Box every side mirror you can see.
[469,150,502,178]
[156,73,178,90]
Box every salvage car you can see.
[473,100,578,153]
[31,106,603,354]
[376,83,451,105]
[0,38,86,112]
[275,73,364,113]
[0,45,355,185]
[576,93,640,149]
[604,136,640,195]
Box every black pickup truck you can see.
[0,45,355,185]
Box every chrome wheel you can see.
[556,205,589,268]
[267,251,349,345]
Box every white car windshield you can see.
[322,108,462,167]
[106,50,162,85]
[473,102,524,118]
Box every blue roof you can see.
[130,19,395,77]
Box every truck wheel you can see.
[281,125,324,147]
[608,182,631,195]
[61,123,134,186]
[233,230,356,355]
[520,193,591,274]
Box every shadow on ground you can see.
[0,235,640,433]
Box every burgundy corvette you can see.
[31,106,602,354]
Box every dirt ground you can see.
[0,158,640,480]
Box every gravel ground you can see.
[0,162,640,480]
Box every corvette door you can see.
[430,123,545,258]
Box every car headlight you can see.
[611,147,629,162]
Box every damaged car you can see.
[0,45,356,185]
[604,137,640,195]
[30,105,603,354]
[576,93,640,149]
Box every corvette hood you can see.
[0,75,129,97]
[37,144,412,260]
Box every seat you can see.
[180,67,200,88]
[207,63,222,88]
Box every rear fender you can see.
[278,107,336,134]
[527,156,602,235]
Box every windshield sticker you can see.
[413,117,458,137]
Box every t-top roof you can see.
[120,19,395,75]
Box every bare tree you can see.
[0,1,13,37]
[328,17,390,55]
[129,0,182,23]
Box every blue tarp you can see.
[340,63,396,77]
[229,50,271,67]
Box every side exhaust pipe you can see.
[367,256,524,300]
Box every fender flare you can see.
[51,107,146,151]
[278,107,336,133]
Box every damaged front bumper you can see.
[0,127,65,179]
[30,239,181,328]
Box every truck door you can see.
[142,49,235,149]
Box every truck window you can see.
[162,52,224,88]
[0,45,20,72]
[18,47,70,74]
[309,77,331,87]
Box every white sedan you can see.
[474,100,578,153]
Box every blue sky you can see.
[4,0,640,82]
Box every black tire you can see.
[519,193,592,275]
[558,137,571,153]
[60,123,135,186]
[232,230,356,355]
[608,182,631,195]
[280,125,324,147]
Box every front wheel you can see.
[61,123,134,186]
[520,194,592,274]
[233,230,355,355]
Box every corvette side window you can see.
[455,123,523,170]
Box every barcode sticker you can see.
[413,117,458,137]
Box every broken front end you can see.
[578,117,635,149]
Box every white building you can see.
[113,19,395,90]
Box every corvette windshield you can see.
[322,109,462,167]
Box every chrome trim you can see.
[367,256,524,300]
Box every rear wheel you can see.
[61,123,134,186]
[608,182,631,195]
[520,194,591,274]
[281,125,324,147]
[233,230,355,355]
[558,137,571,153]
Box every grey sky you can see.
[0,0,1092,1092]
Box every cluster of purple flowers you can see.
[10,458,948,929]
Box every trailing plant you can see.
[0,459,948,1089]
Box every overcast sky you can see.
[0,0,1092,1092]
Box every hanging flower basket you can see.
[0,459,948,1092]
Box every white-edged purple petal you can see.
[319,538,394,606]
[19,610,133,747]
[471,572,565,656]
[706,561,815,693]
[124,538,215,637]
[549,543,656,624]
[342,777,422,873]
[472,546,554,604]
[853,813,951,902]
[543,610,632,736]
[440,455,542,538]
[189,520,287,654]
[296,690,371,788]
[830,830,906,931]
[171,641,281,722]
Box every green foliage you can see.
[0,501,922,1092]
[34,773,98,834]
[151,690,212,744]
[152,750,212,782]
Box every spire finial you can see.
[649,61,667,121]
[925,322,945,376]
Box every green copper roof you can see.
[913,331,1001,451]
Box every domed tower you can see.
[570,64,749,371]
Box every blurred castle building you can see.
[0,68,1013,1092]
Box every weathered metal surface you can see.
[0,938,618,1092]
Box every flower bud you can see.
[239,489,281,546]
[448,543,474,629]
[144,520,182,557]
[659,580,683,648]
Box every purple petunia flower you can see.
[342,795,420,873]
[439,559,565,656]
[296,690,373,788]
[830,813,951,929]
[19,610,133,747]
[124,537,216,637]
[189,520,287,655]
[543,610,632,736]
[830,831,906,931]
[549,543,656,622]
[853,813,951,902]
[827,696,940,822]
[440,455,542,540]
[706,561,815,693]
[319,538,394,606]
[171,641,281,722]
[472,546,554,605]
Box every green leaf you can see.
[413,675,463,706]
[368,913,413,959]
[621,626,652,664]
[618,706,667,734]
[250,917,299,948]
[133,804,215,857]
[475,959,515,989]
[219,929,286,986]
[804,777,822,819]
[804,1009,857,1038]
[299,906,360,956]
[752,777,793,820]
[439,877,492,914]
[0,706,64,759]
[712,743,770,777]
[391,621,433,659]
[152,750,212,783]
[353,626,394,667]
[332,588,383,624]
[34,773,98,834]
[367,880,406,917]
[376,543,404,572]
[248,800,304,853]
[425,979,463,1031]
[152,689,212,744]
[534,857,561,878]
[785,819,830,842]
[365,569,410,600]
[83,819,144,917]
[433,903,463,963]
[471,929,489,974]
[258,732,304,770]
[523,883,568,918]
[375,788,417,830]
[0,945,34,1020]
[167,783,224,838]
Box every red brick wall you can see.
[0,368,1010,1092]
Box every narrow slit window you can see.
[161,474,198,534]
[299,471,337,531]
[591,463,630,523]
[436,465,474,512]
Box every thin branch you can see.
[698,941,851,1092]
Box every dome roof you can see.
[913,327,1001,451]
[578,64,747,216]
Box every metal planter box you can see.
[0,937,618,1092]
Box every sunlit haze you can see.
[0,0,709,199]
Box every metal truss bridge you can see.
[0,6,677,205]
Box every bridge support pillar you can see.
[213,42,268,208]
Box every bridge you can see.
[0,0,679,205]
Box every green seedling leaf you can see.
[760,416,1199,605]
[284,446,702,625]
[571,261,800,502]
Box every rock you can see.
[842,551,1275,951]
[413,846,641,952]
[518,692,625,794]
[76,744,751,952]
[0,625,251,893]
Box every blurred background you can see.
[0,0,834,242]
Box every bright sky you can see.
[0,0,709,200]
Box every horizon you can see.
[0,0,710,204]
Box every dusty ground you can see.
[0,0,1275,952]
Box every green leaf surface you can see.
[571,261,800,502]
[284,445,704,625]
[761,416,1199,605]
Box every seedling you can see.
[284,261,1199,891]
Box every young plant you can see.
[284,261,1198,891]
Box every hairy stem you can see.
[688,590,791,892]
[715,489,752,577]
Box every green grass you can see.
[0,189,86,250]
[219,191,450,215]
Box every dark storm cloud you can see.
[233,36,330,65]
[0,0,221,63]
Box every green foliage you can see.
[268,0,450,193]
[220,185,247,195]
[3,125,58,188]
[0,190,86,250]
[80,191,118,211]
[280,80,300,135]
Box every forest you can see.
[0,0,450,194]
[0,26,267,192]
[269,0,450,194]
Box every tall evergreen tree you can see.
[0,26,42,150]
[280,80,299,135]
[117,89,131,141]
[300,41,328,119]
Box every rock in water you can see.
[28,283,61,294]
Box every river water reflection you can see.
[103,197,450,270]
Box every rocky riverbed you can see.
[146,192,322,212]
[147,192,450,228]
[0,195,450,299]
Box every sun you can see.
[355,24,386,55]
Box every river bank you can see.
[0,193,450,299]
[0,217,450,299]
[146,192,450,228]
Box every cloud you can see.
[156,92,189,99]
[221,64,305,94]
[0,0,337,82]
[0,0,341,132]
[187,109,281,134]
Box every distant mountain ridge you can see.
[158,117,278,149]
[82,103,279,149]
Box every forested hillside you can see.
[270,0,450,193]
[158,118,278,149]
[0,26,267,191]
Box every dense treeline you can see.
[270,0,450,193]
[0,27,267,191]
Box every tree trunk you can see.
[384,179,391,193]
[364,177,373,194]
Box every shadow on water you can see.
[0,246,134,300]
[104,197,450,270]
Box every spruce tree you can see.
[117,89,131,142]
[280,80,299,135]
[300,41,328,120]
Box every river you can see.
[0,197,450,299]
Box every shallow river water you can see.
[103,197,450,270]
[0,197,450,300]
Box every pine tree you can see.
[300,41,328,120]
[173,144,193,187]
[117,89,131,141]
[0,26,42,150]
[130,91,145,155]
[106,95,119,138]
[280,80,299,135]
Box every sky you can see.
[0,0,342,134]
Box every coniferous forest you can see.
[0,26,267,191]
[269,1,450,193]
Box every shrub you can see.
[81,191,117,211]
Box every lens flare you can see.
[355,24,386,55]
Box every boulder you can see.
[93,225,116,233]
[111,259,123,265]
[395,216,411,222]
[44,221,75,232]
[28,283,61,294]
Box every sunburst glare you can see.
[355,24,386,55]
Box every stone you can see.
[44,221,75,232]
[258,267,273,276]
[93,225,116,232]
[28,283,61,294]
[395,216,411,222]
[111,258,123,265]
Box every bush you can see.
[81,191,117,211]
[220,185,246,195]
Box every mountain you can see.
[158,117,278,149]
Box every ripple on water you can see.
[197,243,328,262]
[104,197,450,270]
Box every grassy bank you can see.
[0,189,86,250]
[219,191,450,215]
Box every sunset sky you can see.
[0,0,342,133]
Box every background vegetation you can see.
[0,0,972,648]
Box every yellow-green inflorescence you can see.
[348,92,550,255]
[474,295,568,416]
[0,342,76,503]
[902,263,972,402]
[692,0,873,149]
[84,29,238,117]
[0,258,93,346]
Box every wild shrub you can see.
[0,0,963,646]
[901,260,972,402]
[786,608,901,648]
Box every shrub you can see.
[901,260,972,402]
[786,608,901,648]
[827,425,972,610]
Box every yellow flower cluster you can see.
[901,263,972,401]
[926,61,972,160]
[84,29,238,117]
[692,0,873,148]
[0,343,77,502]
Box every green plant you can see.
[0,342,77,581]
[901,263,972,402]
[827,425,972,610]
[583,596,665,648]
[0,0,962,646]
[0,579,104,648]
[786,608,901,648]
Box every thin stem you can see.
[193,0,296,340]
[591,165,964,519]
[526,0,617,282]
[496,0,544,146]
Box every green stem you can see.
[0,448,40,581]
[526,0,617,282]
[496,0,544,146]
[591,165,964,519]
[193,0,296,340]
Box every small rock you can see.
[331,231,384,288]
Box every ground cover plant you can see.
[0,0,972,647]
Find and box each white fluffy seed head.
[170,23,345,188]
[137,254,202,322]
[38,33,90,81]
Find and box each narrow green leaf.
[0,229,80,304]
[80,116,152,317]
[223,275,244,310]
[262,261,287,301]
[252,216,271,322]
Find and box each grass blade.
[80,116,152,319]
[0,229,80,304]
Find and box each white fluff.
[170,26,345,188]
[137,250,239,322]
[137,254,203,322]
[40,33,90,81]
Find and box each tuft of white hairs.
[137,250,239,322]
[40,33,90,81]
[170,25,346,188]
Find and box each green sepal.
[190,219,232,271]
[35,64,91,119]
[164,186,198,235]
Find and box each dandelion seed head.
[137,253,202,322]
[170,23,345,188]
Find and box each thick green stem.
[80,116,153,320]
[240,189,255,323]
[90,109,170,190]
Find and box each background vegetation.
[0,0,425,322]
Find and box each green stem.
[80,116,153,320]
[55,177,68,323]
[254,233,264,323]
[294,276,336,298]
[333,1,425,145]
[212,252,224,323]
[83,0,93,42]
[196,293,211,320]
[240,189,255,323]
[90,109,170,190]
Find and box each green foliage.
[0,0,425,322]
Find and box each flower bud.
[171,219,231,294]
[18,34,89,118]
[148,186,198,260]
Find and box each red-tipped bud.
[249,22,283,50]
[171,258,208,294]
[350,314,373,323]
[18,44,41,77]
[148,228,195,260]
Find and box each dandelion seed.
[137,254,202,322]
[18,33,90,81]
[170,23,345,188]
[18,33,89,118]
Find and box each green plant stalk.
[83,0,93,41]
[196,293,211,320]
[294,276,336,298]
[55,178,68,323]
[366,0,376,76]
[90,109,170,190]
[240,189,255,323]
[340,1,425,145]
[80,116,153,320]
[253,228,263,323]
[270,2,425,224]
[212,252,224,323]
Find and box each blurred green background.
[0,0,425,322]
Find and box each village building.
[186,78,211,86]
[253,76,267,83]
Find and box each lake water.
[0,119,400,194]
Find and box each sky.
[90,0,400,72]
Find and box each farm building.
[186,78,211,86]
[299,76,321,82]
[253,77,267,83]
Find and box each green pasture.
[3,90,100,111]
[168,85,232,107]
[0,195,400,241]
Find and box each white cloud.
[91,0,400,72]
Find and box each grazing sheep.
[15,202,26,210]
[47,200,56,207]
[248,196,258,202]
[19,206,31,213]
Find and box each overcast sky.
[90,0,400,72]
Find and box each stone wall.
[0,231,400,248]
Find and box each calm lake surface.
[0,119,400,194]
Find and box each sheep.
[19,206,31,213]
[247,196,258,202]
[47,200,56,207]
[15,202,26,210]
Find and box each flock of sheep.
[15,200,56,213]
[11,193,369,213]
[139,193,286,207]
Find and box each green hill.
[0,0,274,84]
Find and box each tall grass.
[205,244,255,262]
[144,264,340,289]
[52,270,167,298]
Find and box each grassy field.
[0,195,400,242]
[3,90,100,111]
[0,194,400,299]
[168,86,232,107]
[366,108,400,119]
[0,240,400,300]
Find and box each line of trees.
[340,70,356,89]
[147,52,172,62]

========================================

● **THE PROBLEM**
Give back the lines above exactly, from the one with "Find and box each dandelion seed." through the last line.

● **SOLUTION**
Find and box each dandelion seed.
[137,254,202,322]
[18,33,90,81]
[170,23,345,188]
[18,33,89,118]
Find and box each green plant stalk.
[83,0,93,41]
[196,293,211,320]
[294,276,336,298]
[55,178,68,323]
[366,0,376,76]
[90,109,170,190]
[240,189,255,323]
[340,1,425,145]
[80,116,153,320]
[253,228,263,323]
[270,2,425,224]
[212,252,224,323]
Find and box each blurred green background.
[0,0,425,322]
Find and box each village building.
[186,78,211,86]
[253,76,267,83]
Find and box each lake water.
[0,119,400,194]
Find and box each sky.
[90,0,400,72]
Find and box each farm building.
[186,78,211,86]
[299,76,321,82]
[253,77,267,83]
Find and box each green pasture.
[3,90,100,111]
[168,85,232,107]
[0,195,400,241]
Find and box each white cloud.
[91,0,400,72]
Find and box each grazing sheep.
[15,202,26,210]
[47,200,56,207]
[248,196,258,202]
[19,206,31,213]
Find and box each overcast sky.
[90,0,400,72]
Find and box each stone wall.
[0,231,400,248]
Find and box each calm lake surface.
[0,119,400,194]
Find and box each sheep.
[19,206,31,213]
[247,196,258,202]
[47,200,56,207]
[15,202,26,210]
Find and box each flock of sheep.
[15,200,56,213]
[11,193,369,213]
[139,193,286,207]
Find and box each green hill.
[0,0,274,84]
Find and box each tall grass.
[205,244,255,262]
[144,264,340,289]
[52,270,167,298]
Find and box each grassy field.
[0,195,400,242]
[3,90,100,111]
[0,194,400,299]
[168,86,232,107]
[366,108,400,119]
[0,240,400,300]
Find and box each line of trees.
[340,70,356,89]
[147,52,172,62]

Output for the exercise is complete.